> _VOTRE OBJECTIF_
Pouvez-vous réécrire les lignes de tous les items en substituant « first row » à « header row », sans rien modifier d'autre ?

(Relevés d'annotation de position)
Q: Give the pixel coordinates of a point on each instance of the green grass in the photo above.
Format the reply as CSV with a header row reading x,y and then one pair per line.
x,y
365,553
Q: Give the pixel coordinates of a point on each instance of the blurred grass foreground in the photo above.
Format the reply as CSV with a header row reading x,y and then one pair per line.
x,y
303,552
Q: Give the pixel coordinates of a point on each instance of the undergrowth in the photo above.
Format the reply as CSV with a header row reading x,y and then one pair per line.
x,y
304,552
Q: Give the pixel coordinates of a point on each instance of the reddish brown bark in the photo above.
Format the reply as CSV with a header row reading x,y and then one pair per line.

> _RÉPONSE COMPLÈTE_
Q: Give the pixel coordinates of a point on each instance of the green grass in the photo above.
Format the reply as CSV with a first row reading x,y and then one pair per line.
x,y
365,553
Q: Give the pixel coordinates of a point on each instance of the blurred grass foreground in the photo above.
Format the reply as CSV with a first row reading x,y and then one pair per line.
x,y
303,552
Q: Give the pixel coordinates of a point on each instance of the undergrowth in the photo above.
Format the reply as CSV with a first row reading x,y and then one pair per line.
x,y
304,552
Q: Give the pixel coordinates of a point on each instance of the reddish brown bark in the photo above.
Format the reply as CSV with a first row reading x,y and then one pair per line.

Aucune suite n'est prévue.